**EXERCISE DESCRIPTION**: Print nothing except the lines of the listing below from the line with "point: green grass" to the line with "point: industrial building", each exactly as written, both ends included.

┌─ DATA TO EXAMINE

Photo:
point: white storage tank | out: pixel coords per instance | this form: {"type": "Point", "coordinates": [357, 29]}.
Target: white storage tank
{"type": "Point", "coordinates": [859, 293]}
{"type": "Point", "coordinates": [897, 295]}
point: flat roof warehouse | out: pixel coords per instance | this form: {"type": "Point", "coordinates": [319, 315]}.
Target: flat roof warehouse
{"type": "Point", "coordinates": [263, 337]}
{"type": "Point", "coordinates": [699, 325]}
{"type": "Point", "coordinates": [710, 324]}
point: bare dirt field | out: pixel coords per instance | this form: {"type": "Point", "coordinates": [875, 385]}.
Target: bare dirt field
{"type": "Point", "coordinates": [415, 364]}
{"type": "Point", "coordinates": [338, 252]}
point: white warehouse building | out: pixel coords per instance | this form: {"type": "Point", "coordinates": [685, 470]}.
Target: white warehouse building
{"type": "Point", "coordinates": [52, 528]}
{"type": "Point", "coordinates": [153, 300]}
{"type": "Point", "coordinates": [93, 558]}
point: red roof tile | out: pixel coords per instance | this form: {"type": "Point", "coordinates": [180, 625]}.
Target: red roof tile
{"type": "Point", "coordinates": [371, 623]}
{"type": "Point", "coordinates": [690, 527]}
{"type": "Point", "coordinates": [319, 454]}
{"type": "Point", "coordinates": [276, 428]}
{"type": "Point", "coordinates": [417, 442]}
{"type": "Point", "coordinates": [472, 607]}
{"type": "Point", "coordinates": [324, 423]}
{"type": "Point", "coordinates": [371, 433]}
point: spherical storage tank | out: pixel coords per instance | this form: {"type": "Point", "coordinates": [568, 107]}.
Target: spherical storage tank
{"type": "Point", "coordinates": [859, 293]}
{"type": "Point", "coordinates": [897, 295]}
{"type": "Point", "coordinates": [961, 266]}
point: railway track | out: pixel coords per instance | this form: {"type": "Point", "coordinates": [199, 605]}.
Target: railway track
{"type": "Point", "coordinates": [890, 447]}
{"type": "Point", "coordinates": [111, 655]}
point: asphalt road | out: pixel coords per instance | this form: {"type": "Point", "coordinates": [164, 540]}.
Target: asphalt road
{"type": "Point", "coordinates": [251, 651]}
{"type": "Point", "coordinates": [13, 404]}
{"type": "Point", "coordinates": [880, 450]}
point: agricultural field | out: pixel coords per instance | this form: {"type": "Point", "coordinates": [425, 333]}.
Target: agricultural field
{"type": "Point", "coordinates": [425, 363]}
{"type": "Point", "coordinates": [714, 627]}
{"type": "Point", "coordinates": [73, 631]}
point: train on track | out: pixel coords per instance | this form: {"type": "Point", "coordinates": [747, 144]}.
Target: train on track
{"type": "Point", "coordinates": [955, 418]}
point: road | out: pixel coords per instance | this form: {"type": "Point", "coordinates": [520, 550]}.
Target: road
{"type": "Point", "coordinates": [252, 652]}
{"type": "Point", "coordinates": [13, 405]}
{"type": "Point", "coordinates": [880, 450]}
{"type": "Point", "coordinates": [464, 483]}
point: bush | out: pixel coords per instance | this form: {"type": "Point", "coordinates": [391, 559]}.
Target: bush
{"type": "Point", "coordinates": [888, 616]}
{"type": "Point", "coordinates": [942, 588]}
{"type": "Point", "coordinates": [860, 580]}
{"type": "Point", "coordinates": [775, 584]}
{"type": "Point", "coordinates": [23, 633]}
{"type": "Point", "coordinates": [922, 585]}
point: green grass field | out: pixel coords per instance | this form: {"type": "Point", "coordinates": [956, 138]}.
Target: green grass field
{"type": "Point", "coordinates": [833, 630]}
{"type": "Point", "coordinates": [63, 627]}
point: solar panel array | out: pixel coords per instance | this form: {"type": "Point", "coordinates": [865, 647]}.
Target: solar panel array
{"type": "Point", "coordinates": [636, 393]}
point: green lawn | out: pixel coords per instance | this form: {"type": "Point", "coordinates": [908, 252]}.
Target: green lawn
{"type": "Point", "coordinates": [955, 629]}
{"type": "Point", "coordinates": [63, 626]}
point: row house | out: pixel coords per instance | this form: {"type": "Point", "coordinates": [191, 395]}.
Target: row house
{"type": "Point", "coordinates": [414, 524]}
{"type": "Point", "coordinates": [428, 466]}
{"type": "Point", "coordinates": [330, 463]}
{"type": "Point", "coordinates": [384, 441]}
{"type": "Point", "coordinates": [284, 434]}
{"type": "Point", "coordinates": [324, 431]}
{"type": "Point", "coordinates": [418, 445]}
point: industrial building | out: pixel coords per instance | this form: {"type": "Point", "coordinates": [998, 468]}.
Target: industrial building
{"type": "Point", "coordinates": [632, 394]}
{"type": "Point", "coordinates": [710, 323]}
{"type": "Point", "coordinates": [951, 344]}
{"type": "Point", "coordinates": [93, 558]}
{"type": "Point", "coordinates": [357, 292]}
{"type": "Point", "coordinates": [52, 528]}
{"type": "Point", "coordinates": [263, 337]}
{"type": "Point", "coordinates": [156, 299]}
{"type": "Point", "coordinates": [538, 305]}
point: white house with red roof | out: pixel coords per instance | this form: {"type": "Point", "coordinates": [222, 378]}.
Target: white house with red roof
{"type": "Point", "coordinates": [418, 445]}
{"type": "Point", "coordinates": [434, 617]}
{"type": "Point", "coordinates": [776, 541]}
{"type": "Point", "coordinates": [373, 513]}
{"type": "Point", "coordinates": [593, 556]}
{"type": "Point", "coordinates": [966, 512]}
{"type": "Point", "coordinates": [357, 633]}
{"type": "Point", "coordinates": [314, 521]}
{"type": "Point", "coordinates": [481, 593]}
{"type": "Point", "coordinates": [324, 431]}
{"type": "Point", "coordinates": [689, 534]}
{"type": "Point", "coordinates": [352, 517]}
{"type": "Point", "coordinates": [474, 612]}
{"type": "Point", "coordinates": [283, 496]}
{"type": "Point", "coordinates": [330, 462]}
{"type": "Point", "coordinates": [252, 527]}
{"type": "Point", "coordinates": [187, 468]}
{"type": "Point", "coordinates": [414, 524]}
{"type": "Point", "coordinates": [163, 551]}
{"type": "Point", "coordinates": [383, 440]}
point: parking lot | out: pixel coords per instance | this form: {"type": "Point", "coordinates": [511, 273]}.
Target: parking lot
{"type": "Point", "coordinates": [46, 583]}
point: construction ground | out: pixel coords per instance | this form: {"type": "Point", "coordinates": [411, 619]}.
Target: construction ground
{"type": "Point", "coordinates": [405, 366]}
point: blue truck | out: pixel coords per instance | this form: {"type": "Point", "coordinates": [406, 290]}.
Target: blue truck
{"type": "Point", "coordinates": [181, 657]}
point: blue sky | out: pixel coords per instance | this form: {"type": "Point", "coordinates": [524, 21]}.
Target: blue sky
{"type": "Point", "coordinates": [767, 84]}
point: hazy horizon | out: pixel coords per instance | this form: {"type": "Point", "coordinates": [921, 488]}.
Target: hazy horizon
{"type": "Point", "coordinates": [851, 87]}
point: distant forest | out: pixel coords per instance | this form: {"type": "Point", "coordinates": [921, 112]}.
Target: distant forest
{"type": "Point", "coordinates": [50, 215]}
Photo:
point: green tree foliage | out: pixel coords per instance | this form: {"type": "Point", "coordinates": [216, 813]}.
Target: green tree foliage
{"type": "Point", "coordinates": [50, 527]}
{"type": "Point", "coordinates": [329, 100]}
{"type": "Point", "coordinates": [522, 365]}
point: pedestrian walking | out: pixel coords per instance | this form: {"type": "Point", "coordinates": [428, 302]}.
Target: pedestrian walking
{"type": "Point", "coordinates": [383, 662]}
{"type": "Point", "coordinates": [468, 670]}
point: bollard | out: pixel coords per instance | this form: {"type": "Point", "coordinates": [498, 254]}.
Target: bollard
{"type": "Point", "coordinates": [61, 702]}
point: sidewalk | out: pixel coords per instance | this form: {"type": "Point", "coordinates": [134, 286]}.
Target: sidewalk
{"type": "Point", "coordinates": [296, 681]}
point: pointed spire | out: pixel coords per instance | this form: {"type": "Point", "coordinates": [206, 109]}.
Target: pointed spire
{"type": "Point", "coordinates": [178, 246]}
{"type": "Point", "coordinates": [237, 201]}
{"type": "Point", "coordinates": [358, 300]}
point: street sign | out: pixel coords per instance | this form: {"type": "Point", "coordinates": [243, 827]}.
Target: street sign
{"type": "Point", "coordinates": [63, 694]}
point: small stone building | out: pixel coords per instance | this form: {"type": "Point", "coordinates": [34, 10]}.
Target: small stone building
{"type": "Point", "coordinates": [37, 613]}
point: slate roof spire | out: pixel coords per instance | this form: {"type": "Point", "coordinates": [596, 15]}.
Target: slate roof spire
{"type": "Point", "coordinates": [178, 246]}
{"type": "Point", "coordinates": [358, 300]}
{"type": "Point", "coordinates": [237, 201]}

└─

**EXERCISE RESPONSE**:
point: green grass field | out: pixel coords per instance | this form: {"type": "Point", "coordinates": [956, 138]}.
Target: green grass field
{"type": "Point", "coordinates": [833, 630]}
{"type": "Point", "coordinates": [63, 627]}
point: solar panel array | out: pixel coords per instance | this form: {"type": "Point", "coordinates": [865, 647]}.
Target: solar panel array
{"type": "Point", "coordinates": [636, 393]}
point: green lawn | out: pixel coords per instance | this form: {"type": "Point", "coordinates": [908, 252]}.
Target: green lawn
{"type": "Point", "coordinates": [955, 629]}
{"type": "Point", "coordinates": [63, 626]}
point: row house | out: pixel coords per instance | this form: {"type": "Point", "coordinates": [191, 395]}.
Target: row house
{"type": "Point", "coordinates": [414, 524]}
{"type": "Point", "coordinates": [428, 466]}
{"type": "Point", "coordinates": [330, 463]}
{"type": "Point", "coordinates": [384, 441]}
{"type": "Point", "coordinates": [284, 434]}
{"type": "Point", "coordinates": [324, 431]}
{"type": "Point", "coordinates": [418, 445]}
point: industrial building | out: pixel coords per instance | this form: {"type": "Point", "coordinates": [998, 468]}.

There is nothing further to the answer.